Problem to work on:
Write out exactly the lines running from the line that includes "For full credit, report the bounding box of the weed" to the end of the data, both ends included, and nothing besides.

[[ Listed entries, beginning ]]

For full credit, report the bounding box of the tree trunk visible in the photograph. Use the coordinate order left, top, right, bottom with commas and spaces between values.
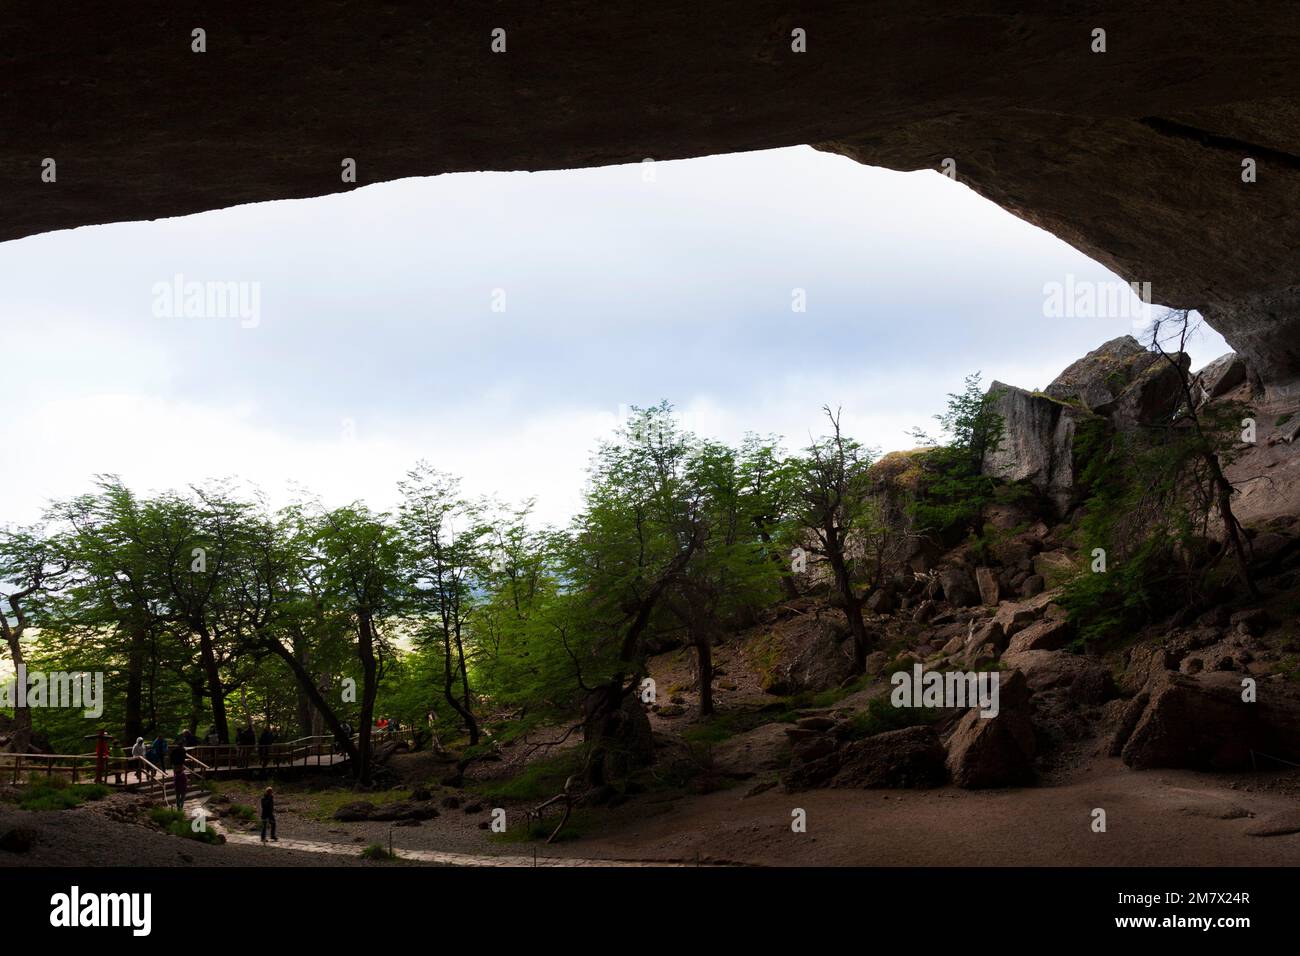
3, 634, 32, 753
356, 613, 379, 784
196, 626, 229, 742
262, 637, 360, 766
187, 681, 204, 735
442, 626, 479, 746
695, 637, 714, 717
123, 626, 147, 744
827, 537, 869, 673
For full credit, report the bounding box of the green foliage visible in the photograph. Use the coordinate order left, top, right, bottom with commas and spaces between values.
1063, 396, 1253, 645
147, 807, 222, 843
12, 777, 110, 811
360, 843, 397, 860
473, 749, 585, 802
843, 695, 944, 740
906, 373, 1006, 539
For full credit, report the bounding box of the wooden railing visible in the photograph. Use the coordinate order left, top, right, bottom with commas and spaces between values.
0, 733, 356, 800
182, 734, 347, 772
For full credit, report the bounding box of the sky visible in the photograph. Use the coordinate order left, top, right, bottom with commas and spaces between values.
0, 145, 1229, 528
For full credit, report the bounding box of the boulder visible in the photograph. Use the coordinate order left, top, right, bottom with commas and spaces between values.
866, 587, 896, 614
944, 670, 1036, 788
975, 567, 999, 606
830, 726, 947, 789
938, 567, 980, 607
1117, 671, 1300, 771
1045, 335, 1157, 409
1097, 352, 1189, 428
1005, 618, 1074, 654
760, 616, 859, 696
1019, 574, 1046, 597
333, 801, 377, 821
1032, 549, 1077, 587
1193, 352, 1248, 403
981, 382, 1091, 516
1000, 648, 1115, 704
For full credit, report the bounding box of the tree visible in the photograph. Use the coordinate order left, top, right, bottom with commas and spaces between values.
789, 407, 877, 674
398, 464, 482, 746
309, 504, 403, 782
1148, 308, 1257, 598
564, 403, 702, 785
907, 372, 1005, 539
738, 435, 802, 601
0, 525, 69, 752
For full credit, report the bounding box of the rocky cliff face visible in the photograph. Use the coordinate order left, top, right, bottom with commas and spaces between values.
2, 5, 1300, 382
981, 384, 1087, 517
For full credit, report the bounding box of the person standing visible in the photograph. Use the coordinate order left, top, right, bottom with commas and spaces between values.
258, 727, 273, 767
169, 735, 188, 811
173, 762, 188, 811
148, 733, 166, 777
129, 736, 146, 781
89, 730, 114, 784
260, 787, 277, 843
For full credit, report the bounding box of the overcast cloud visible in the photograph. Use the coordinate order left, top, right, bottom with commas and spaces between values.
0, 146, 1228, 526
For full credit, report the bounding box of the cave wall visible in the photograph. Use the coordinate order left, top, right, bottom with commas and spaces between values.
3, 3, 1299, 379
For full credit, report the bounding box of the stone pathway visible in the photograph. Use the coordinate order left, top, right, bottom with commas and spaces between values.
203, 807, 690, 867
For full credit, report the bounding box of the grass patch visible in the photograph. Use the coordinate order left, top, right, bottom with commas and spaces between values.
473, 749, 584, 803
843, 696, 945, 741
489, 809, 592, 844
227, 803, 256, 822
14, 777, 110, 811
360, 843, 397, 860
148, 807, 222, 844
293, 786, 412, 822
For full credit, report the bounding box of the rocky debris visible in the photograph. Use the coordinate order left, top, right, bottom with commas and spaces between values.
333, 800, 440, 822
0, 826, 37, 853
760, 614, 859, 695
1000, 648, 1115, 705
783, 719, 949, 791
1193, 352, 1248, 403
1114, 671, 1300, 771
943, 669, 1036, 788
1005, 619, 1074, 654
937, 567, 980, 607
975, 567, 999, 606
830, 726, 947, 789
866, 588, 896, 614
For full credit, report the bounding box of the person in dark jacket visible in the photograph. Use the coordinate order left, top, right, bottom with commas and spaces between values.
169, 737, 186, 768
260, 787, 277, 842
258, 728, 273, 766
173, 761, 188, 811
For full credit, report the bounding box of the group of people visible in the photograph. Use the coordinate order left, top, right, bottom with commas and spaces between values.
122, 730, 278, 840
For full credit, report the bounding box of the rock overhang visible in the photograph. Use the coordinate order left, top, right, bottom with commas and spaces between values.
4, 3, 1300, 379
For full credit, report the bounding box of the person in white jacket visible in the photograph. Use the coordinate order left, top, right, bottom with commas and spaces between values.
130, 736, 148, 780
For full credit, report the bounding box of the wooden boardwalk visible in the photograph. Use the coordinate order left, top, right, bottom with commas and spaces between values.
1, 735, 355, 805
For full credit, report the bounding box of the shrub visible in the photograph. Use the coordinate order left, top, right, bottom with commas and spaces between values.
360, 843, 396, 860
16, 778, 110, 811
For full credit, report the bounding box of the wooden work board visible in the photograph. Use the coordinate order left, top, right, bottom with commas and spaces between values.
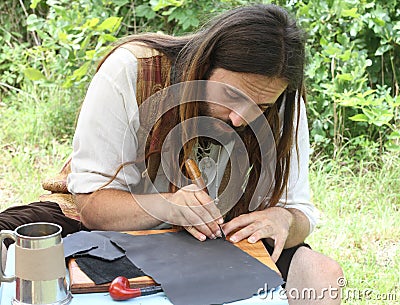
68, 229, 280, 294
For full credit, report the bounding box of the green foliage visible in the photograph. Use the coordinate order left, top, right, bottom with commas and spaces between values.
291, 0, 400, 157
0, 0, 399, 159
135, 0, 247, 34
0, 0, 125, 143
24, 0, 122, 88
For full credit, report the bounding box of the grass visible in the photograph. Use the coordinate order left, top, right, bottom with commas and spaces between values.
0, 140, 71, 210
0, 83, 399, 304
307, 154, 400, 304
0, 82, 78, 210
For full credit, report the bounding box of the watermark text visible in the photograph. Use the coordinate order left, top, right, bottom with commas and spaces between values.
257, 278, 398, 302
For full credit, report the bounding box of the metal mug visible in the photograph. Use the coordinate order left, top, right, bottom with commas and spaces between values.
0, 222, 72, 305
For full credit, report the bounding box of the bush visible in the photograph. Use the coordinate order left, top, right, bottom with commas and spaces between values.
291, 0, 400, 158
0, 0, 398, 161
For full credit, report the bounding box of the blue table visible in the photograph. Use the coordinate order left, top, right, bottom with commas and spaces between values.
0, 245, 288, 305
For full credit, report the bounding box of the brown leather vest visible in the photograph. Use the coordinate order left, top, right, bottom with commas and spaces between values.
40, 43, 172, 220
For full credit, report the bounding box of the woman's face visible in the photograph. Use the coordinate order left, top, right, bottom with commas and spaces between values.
200, 68, 288, 132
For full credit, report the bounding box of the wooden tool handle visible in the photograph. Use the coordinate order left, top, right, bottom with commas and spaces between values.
185, 159, 208, 193
185, 159, 202, 179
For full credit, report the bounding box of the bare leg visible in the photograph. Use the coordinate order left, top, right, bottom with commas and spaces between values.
285, 247, 344, 305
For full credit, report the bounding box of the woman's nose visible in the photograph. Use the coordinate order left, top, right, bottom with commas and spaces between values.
228, 111, 246, 127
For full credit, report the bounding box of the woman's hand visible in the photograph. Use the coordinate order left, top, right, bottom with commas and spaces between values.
222, 207, 294, 262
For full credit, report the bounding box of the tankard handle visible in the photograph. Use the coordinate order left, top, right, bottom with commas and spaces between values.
0, 230, 16, 282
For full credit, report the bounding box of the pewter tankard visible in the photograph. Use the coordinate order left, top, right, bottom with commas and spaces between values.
0, 222, 72, 305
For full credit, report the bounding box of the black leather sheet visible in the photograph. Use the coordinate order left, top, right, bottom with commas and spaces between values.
110, 231, 284, 305
63, 230, 125, 261
75, 256, 145, 285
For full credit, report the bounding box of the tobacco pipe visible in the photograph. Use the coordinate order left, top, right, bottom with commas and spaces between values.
109, 276, 163, 301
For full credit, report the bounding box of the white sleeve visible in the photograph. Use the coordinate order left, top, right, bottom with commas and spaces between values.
277, 96, 319, 234
67, 48, 142, 194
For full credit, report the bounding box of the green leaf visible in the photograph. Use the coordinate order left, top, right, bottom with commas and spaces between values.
341, 8, 360, 18
384, 142, 400, 152
324, 45, 341, 56
372, 17, 385, 27
26, 14, 38, 25
30, 0, 42, 9
100, 34, 117, 42
85, 50, 96, 60
83, 18, 100, 29
58, 31, 68, 43
79, 35, 92, 50
361, 89, 376, 98
320, 37, 328, 46
349, 25, 359, 37
26, 14, 42, 31
150, 0, 184, 11
336, 34, 349, 46
59, 48, 69, 59
96, 17, 122, 32
349, 114, 368, 122
136, 4, 156, 19
362, 108, 393, 126
112, 0, 130, 6
24, 68, 45, 81
393, 96, 400, 107
338, 50, 352, 61
375, 44, 392, 56
338, 97, 360, 107
387, 131, 400, 140
64, 62, 91, 87
3, 32, 11, 43
162, 6, 177, 16
337, 73, 353, 81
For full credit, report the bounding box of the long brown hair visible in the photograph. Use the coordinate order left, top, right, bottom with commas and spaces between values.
98, 4, 306, 218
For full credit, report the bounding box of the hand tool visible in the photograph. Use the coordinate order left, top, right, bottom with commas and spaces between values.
185, 158, 226, 240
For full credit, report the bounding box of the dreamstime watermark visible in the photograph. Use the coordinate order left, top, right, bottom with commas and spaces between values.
257, 277, 398, 301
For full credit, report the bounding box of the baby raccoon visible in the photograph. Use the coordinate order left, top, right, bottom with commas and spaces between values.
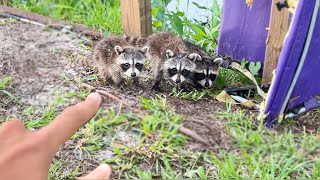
183, 40, 223, 89
123, 35, 148, 48
92, 35, 148, 87
146, 32, 201, 92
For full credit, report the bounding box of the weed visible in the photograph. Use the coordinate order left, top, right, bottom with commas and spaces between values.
25, 107, 57, 129
65, 89, 90, 99
170, 87, 214, 101
152, 0, 221, 54
214, 108, 320, 179
11, 0, 122, 34
0, 77, 20, 106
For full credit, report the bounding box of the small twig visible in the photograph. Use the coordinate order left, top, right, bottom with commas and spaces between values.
82, 83, 129, 106
95, 90, 129, 106
84, 83, 210, 146
82, 82, 95, 89
174, 125, 210, 146
186, 119, 216, 132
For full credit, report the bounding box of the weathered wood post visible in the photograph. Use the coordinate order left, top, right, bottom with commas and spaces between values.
262, 0, 289, 85
120, 0, 152, 36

[[ Listed entries, end ]]

Answer to this exercise:
For full credit, report the bounding box of the weed visible in the photograph. Use the coordinate order left, top, right, bottom with commas and spaces between values.
25, 107, 57, 129
65, 89, 90, 99
170, 87, 214, 101
152, 0, 221, 54
214, 108, 320, 179
11, 0, 122, 34
0, 77, 20, 106
For full credit, report the bounding box of the small twig visible in the photograph. Use the coordinate order left, top, right, bottom with commas and spaces between values.
82, 83, 129, 106
95, 90, 129, 106
84, 83, 210, 146
82, 82, 95, 89
174, 125, 210, 146
186, 119, 216, 132
For full credit, report the bounding box of the weathered wood post visible in the photograph. Use the coordinate order left, top, right, bottom with commas and spaces between values.
262, 0, 289, 85
120, 0, 152, 36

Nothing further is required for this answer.